BEGIN Rows
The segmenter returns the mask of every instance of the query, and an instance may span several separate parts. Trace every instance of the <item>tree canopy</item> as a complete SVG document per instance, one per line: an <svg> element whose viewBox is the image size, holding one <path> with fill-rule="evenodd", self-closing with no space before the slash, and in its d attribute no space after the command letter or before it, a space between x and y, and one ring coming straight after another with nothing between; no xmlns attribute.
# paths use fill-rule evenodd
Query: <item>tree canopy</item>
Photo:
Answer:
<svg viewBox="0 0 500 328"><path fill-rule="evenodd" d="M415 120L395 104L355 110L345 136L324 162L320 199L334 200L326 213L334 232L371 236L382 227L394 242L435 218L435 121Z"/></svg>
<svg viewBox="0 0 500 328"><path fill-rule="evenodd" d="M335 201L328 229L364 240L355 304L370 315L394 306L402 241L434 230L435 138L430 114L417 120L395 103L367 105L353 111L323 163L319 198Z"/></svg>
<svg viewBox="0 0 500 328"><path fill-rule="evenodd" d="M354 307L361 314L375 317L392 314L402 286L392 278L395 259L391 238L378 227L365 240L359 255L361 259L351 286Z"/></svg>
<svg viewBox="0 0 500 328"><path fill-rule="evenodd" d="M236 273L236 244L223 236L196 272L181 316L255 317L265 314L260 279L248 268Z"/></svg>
END Rows
**Written request**
Recast every line of the entries above as a numbered list, omitting any blank lines.

**Task solution**
1. The segmenter returns the mask of every instance of the query, and an instance may span several separate parts. Trace every instance of the <item>tree canopy</item> as a complete SVG document per instance, one per line: an <svg> element whose viewBox is the image size, holding one <path> with fill-rule="evenodd", self-closing with no space before the slash, and in its d attribute no space after the command letter or before it, a space between x and y, and one ring coming straight after another with nothing between; no xmlns attribute.
2. # paths use fill-rule evenodd
3. Query: <item>tree canopy</item>
4. Photo:
5. Answer:
6. <svg viewBox="0 0 500 328"><path fill-rule="evenodd" d="M415 120L395 104L355 110L345 136L324 162L320 199L334 200L326 213L334 232L371 236L382 227L394 242L435 218L435 121Z"/></svg>
7. <svg viewBox="0 0 500 328"><path fill-rule="evenodd" d="M335 201L328 229L364 240L355 304L370 315L394 306L402 241L434 230L435 138L430 114L417 120L395 103L367 105L353 111L323 163L319 198Z"/></svg>
8. <svg viewBox="0 0 500 328"><path fill-rule="evenodd" d="M354 307L361 314L375 317L392 314L402 286L392 278L395 259L391 238L378 227L365 240L359 255L361 259L351 286Z"/></svg>
9. <svg viewBox="0 0 500 328"><path fill-rule="evenodd" d="M236 273L236 244L223 236L196 272L181 316L255 317L265 314L260 279L248 268Z"/></svg>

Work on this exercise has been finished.